>> Start Quoted text

Lawrence with Arab troops, 1917 |
It was
during this period that an enterprising American newsman, Lowell Thomas, flew
in to interview him. Thomas’s film would make Lawrence a transatlantic hero.
Lawrence’s Emotional Energy
struggles and his quest for dangerous adventures
Lawrence’s
time was becoming increasingly taken up with administration, as de facto
commander of Faisal’s army with a large and crucial contingent of modern
British forces. He often traveled by car or lorry rather than by camel, for
greater speed and to keep up with the far-flung claims on his attention. He
reported to headquarters by plane and boat. Nevertheless, at this very time,
Lawrence became even more adventurous, going off on missions on his own.
Although
he could have stayed back in his role as commander-- given his rank and
responsibilities, should have stayed
back-- Lawrence led train attacks in person. He still set dynamite fuses
himself, was grazed by bullets, and on occasion was knocked unconscious. He
reconnoitered and raided with small groups far behind enemy lines, around the
expected line of advance towards Damascus. Alone except for his Arab servant
boy, disguised in robes borrowed from gypsy prostitutes, Lawrence followed a
group of prostitutes into Amman (now capital of Jordan) to look around; stopped
by Turkish soldiers, he was barely able to escape. On the way back, his servant was badly wounded by a Turkish
patrol, and Lawrence finished him off with a pistol so that he wouldn’t fall
into Turkish hands.

>> End Quoted text
>> Start Data extract

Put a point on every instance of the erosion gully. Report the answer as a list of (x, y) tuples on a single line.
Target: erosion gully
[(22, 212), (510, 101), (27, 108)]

>> End Data extract

◆ **Required actions**
A. In the passage on Lawrence with Arab troops, which of these statements agree with the text? (i) Lowell Thomas was an American newsman. (ii) During this period Lawrence traveled only by camel. (iii) Lawrence set dynamite fuses himself. For each, answer yes or no and quote the deciding words of the passage.
B. Switch "lorry" to "truck" in the passage on Lawrence with Arab troops, and give the part between "Lawrence’s Emotional Energy" and "on his own.", inclusive, with that change.
C. Proceed with the passage on Lawrence with Arab troops, continuing from where it stops.
The data that come before this are not needed here.

◆ **Replies**
A.
(i) Yes: "an enterprising American newsman, Lowell Thomas"
(ii) No: "He often traveled by car or lorry rather than by camel"
(iii) Yes: "He still set dynamite fuses himself"

B.
Lawrence’s Emotional Energy
struggles and his quest for dangerous adventures
Lawrence’s
time was becoming increasingly taken up with administration, as de facto
commander of Faisal’s army with a large and crucial contingent of modern
British forces. He often traveled by car or truck rather than by camel, for
greater speed and to keep up with the far-flung claims on his attention. He
reported to headquarters by plane and boat. Nevertheless, at this very time,
Lawrence became even more adventurous, going off on missions on his own.

C.
What was
going on? First of all, how was he able to do it? Lawrence was in the extremely
unusual position of being able to free-lance anywhere he wanted. He still had
no official position or command responsibilities; it was all in his informal
network, and he could go anywhere in it at any time. And he had all the
resources he needed to move anywhere. He could travel by camel, with his
magnificent escort, or by himself in disguise. It was his reputation to pop up
anywhere, and he did. He could travel by car, order a plane, or hitch a ride
with a pilot who happened to land nearby. At the British end, this was what
they were used to. His visits were always welcome, upbeat; although he played
his role more quietly there (and switched back into his khaki uniform), he had
an aura with the British too, of military advances out beyond the horizon
towards their common goal. Then he was off again.
Second
question: why did he risk himself so much? Just at the time when he was
becoming more successful, when most careers settle into greater responsibility
and organizational routine, Lawrence was becoming reckless.
One
reason was that in fact things were not going well everywhere in his war
zone. During the period from his
triumph at Aqaba in July 1917, until the great offensive launched by Allenby to
break through the Turkish lines in September 1918, results with the Arab Army
in the desert were spotty. This was covered up by his aura, but Lawrence
himself, as a careful observer, certainly knew that his Arab troops often
failed against the Turks, especially when he wasn’t there to lead them
personally. So he took advantage of his enhanced mobility and moved rapidly
from one place to another, always initiating something, always generating some
action.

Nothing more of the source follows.